* begin Information shown *

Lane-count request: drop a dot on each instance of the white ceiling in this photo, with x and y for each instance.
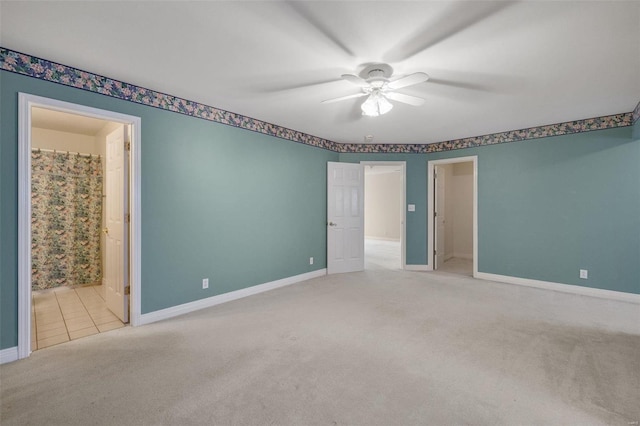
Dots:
(63, 122)
(494, 66)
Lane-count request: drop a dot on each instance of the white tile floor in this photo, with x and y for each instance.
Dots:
(458, 266)
(64, 313)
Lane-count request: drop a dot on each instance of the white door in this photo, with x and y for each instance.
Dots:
(345, 217)
(116, 269)
(439, 216)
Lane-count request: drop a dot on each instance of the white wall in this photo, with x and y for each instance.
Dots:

* end Information shown *

Reproduce every line of the listing above, multiplying each coordinate in the answers by 0.35 and rounding it to a whole number, with halves rounded up. Leave out the pictures.

Lane-count request: drop a dot on each instance of the white ceiling in this photo, with x and y for each instance.
Dots:
(22, 43)
(173, 23)
Lane-count request: drop a dot on each instance of the white tile floor in this photo, with x and y for each instance.
Dots:
(160, 93)
(22, 110)
Lane-count request: drop a dot on each instance of the white door in this photo, with x and y for each instance.
Dots:
(121, 76)
(41, 94)
(154, 76)
Lane-count request: drop a dot on each instance of the white wall in this photo, with x and y for each instance.
Dots:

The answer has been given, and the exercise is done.